■ What the task asks ■
Reproduce exactly the lines below from the one containing "Wanted = one point per instance on the tree canopy" through the one containing "x=174, y=32", including both, and nothing else.

■ Dataset entries ■
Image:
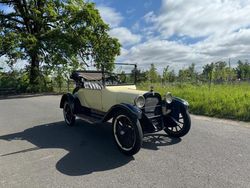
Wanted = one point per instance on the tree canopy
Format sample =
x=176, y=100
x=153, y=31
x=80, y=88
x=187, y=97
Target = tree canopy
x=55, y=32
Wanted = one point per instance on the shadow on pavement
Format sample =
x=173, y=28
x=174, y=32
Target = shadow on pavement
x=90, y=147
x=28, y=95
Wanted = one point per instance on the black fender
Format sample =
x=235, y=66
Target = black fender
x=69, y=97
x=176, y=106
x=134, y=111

==

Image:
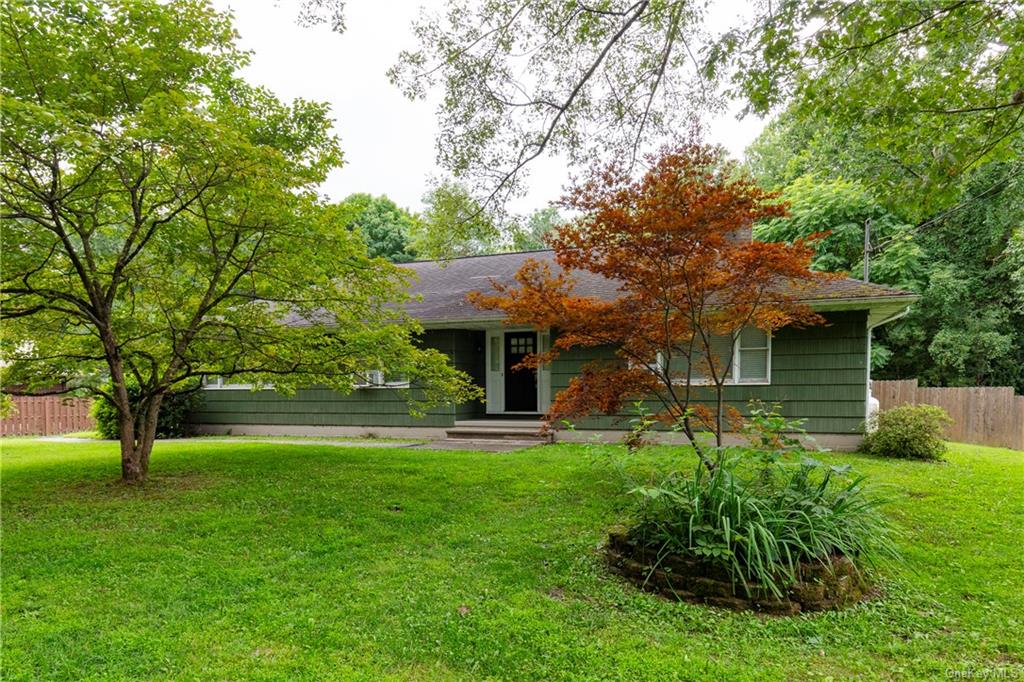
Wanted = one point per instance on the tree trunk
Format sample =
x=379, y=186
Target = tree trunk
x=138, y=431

■ Solution for this problem ■
Wanted = one point per instance on the tree canopy
Format sample =
x=176, y=100
x=153, y=31
x=80, y=88
x=187, y=97
Target = tree canopy
x=55, y=32
Wanted = one point per instance on the shadow on pavement
Format sample =
x=173, y=28
x=174, y=32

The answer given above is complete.